**WHAT IS BEING ASKED**: Leaving out only the pictures, write out all the entries exactly.

[Data excerpts]
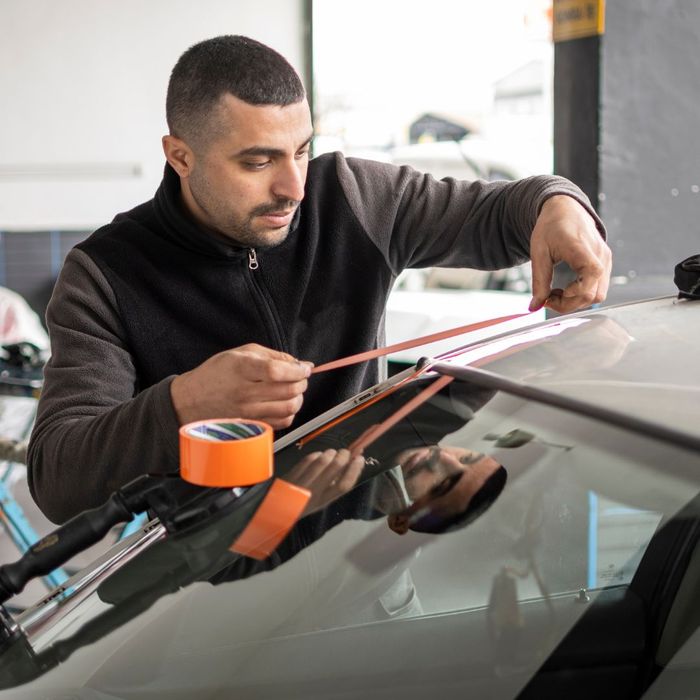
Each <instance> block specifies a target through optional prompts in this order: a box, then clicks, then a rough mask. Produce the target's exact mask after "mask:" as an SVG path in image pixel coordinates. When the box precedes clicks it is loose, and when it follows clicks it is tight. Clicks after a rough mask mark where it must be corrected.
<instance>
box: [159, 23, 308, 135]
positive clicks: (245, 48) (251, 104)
mask: <svg viewBox="0 0 700 700" xmlns="http://www.w3.org/2000/svg"><path fill="white" fill-rule="evenodd" d="M227 93H230V94H231V95H234V96H235V97H237V98H238V99H239V100H243V101H244V102H247V103H248V104H251V105H280V106H282V107H284V106H286V105H290V104H294V103H296V102H300V101H301V100H302V99H304V97H305V95H306V93H305V91H304V86H303V85H302V82H301V79H300V78H299V75H298V74H297V72H296V71H295V70H294V68H293V67H292V66H291V65H290V64H289V62H288V61H287V60H286V59H285V58H284V57H283V56H282V55H280V54H279V53H277V52H276V51H274V50H273V49H271V48H270V47H269V46H265V44H261V43H260V42H259V41H255V39H250V38H248V37H245V36H238V35H235V36H234V35H225V36H217V37H214V38H213V39H207V40H205V41H201V42H199V43H198V44H195V45H194V46H191V47H190V48H189V49H187V51H185V53H183V54H182V56H180V58H179V60H178V62H177V63H176V64H175V67H174V68H173V71H172V73H171V74H170V81H169V83H168V94H167V97H166V100H165V114H166V119H167V122H168V128H169V129H170V133H171V134H172V135H173V136H177V137H178V138H182V139H184V140H200V141H201V140H202V138H204V140H208V139H207V134H208V131H209V129H210V124H209V123H208V122H209V119H210V117H211V114H212V111H213V110H214V108H215V107H216V105H217V104H218V102H219V100H220V99H221V97H222V96H223V95H225V94H227Z"/></svg>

**SOLUTION FOR THIS PROBLEM**:
Each <instance> block specifies a target through optional prompts in this order: a box, then clicks, then a rough mask. Produce the target's exact mask after "mask:" as an SVG path in image pixel coordinates. When the box precedes clicks it is loose, and when it follows clicks it is tight. Clicks after a rough mask mark where it must be corrected.
<instance>
box: [159, 23, 308, 135]
positive clicks: (245, 48) (251, 104)
mask: <svg viewBox="0 0 700 700" xmlns="http://www.w3.org/2000/svg"><path fill="white" fill-rule="evenodd" d="M227 93H230V94H231V95H234V96H235V97H237V98H238V99H239V100H243V101H244V102H247V103H248V104H251V105H280V106H282V107H284V106H286V105H290V104H294V103H296V102H300V101H301V100H302V99H304V97H305V95H306V93H305V91H304V86H303V85H302V82H301V79H300V78H299V75H298V74H297V72H296V71H295V70H294V68H293V67H292V66H291V65H290V64H289V62H288V61H287V60H286V59H285V58H284V57H283V56H282V55H280V54H279V53H277V52H276V51H274V50H273V49H271V48H270V47H269V46H265V44H261V43H260V42H259V41H255V39H250V38H248V37H245V36H238V35H235V36H234V35H225V36H217V37H214V38H213V39H207V40H205V41H201V42H199V43H198V44H195V45H194V46H191V47H190V48H189V49H187V51H185V53H183V54H182V56H180V58H179V60H178V62H177V63H176V64H175V67H174V68H173V71H172V73H171V74H170V81H169V83H168V94H167V97H166V100H165V114H166V119H167V122H168V128H169V129H170V133H171V134H172V135H173V136H177V137H178V138H182V139H184V140H200V141H201V140H202V138H204V140H208V139H207V134H208V131H209V129H210V124H209V123H208V122H209V119H210V117H211V114H212V111H213V110H214V108H215V107H216V105H217V104H218V102H219V100H220V99H221V97H222V96H223V95H225V94H227Z"/></svg>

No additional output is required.